§ Exercise
With nothing added and nothing dropped, copy the entire listing.

§ Information

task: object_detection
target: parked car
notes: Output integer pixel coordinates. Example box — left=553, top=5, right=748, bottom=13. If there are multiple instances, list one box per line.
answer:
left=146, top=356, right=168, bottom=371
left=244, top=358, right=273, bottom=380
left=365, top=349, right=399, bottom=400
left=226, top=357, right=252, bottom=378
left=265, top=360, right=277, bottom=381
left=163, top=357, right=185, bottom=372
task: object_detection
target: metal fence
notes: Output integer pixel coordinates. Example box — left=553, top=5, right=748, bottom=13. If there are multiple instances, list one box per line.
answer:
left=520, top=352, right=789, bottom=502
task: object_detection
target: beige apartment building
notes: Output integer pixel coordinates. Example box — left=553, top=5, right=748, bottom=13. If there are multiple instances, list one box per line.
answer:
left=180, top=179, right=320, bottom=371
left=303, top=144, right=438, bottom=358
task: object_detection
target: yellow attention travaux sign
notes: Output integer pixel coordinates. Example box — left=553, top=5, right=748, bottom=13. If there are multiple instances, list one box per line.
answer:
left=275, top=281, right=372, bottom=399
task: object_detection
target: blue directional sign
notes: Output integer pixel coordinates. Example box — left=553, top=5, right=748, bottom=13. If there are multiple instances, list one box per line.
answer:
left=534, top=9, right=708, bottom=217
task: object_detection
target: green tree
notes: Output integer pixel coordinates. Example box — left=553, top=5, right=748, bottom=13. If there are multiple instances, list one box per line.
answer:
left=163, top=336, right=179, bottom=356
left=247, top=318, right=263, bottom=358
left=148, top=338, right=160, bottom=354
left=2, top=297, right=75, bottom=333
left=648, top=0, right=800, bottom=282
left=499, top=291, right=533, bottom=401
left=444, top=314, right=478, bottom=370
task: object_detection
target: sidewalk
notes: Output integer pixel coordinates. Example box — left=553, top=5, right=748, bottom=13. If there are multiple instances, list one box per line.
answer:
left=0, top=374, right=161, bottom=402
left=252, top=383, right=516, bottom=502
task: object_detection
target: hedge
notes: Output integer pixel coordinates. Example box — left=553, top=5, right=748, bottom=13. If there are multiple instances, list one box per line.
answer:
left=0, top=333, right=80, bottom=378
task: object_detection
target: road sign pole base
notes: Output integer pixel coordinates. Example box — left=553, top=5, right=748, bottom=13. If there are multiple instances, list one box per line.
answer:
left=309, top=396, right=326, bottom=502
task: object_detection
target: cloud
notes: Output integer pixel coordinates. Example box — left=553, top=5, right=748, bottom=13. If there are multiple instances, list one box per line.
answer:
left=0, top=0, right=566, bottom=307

§ Task answer
task: object_detection
target: parked car
notes: Output integer pixel coordinates. Example box — left=553, top=5, right=748, bottom=13. If there are multiple instances, list one box per line.
answer:
left=146, top=356, right=168, bottom=371
left=244, top=358, right=273, bottom=380
left=365, top=349, right=399, bottom=400
left=226, top=357, right=252, bottom=378
left=265, top=360, right=277, bottom=381
left=163, top=357, right=185, bottom=372
task: object_detection
target: metal fence
notes: Output integer pixel coordinates. Example box — left=553, top=5, right=748, bottom=13. If there are multiple instances, list one box per line.
answer:
left=520, top=352, right=789, bottom=502
task: object_detection
target: beige apartment building
notes: Output integer pixel coordinates. Example box — left=553, top=5, right=748, bottom=13. If there are multiple instances, list one box per line.
answer:
left=180, top=179, right=320, bottom=371
left=303, top=144, right=438, bottom=358
task: object_detection
target: yellow attention travaux sign
notes: Output integer pixel coordinates. Example box — left=553, top=5, right=748, bottom=13. If there are multiple instances, list one box per line.
answer:
left=275, top=281, right=372, bottom=399
task: object_detection
target: blue directional sign
notes: Output integer pixel coordinates. Example box — left=553, top=5, right=748, bottom=13. If there are multiple instances, list one box per line.
answer:
left=534, top=9, right=708, bottom=217
task: object_detection
target: green tree
notes: Output integer pixel coordinates. Example box — left=553, top=5, right=748, bottom=13. If there are multiple instances, list one box per line.
answer:
left=163, top=336, right=179, bottom=356
left=247, top=318, right=263, bottom=358
left=148, top=338, right=160, bottom=354
left=2, top=297, right=75, bottom=333
left=648, top=0, right=800, bottom=282
left=499, top=291, right=533, bottom=401
left=444, top=314, right=478, bottom=370
task: object_detection
target: sidewalk
notes: Output integer pixel coordinates. Example box — left=553, top=5, right=748, bottom=13. If there are multiple instances, list one box per line.
answer:
left=0, top=374, right=161, bottom=402
left=252, top=383, right=516, bottom=502
task: object_detection
target: hedge
notes: Output integer pixel coordinates. Example box — left=553, top=5, right=748, bottom=13. If there are multiple instances, list one box per line.
answer:
left=0, top=333, right=80, bottom=378
task: object_detection
target: road sign pole base
notes: Output integer pixel coordinates. Example box — left=553, top=5, right=748, bottom=13. If there are multiple instances, list one box per line.
answer:
left=309, top=396, right=326, bottom=502
task: object_detection
target: cloud
notes: Output integer pixel coordinates. Example box — left=553, top=5, right=748, bottom=13. If there are multiple instances, list one box per line.
answer:
left=0, top=0, right=566, bottom=307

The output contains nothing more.